# GIVEN REQUEST
Copy out every line of the items below, swapping "keypoint" for "marker" and leaving everything else as it is.

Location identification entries
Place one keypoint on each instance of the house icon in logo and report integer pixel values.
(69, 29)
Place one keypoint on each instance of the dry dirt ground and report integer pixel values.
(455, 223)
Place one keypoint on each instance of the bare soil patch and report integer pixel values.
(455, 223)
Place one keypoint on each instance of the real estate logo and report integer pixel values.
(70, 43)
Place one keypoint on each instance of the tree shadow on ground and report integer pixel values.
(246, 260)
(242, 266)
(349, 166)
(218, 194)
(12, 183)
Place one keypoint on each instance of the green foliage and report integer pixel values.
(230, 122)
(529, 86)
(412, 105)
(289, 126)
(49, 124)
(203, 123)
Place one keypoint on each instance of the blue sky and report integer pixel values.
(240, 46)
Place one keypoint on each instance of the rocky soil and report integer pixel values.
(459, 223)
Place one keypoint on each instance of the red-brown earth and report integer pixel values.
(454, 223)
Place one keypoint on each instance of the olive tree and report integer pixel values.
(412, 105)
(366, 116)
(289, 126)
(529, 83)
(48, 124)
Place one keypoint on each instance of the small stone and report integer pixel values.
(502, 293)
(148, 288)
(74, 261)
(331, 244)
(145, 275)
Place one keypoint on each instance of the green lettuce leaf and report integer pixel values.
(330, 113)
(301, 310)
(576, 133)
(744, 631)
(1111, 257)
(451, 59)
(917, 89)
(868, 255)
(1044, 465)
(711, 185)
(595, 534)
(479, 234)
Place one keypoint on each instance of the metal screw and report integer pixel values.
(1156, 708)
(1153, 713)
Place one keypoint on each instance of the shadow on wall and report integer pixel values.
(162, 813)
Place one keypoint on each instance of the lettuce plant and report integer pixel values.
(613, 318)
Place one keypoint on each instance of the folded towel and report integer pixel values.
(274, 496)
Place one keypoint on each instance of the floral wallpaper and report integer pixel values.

# TASK OUTPUT
Place one marker on each instance of the house icon in logo and report integer pixel values.
(69, 29)
Place one marker on each instance of the dry dirt ground and report integer pixel values.
(455, 223)
Place one marker on each instance of the bare soil patch and report integer pixel values.
(455, 223)
Place one marker on each instance of the real estate logo and report integer pixel values.
(70, 43)
Place one marker on each instance of the tree shadow on ground and report integer pixel values.
(246, 260)
(242, 266)
(349, 166)
(218, 194)
(12, 183)
Place one marker on each instance of the green foliage and report integer pixel values.
(230, 122)
(529, 86)
(412, 105)
(289, 126)
(49, 124)
(203, 123)
Place one marker on each instance of the blue sky and report integer pixel values.
(240, 46)
Place one marker on each instance of the rocky soil and report integer pixel values.
(459, 223)
Place one marker on each instance of the red-brown earth and report integer pixel values.
(454, 223)
Place one marker on each instance of the olive tree and report integer pixel values.
(412, 105)
(366, 116)
(289, 126)
(529, 83)
(48, 124)
Place one marker on each instance of the small stone and report integer pixel values.
(502, 293)
(148, 288)
(74, 261)
(331, 244)
(145, 275)
Place one marker on each instance of the green lettuce leaf and report integer pixel values.
(330, 113)
(301, 310)
(576, 133)
(744, 631)
(1111, 257)
(451, 59)
(917, 89)
(868, 255)
(1044, 465)
(711, 185)
(595, 534)
(479, 234)
Place one marker on each instance of the metal screw and report integer pixel values.
(1156, 708)
(1153, 713)
Place one marker on each instance of the shadow on wall and report integer pixel values.
(162, 813)
Place one marker on each instance of the lettuce plant and report integer pixel values.
(613, 318)
Place one marker on each instance of the folded towel and report integer pixel values.
(274, 496)
Place one marker on each instance of the floral wallpaper and report integer pixel values.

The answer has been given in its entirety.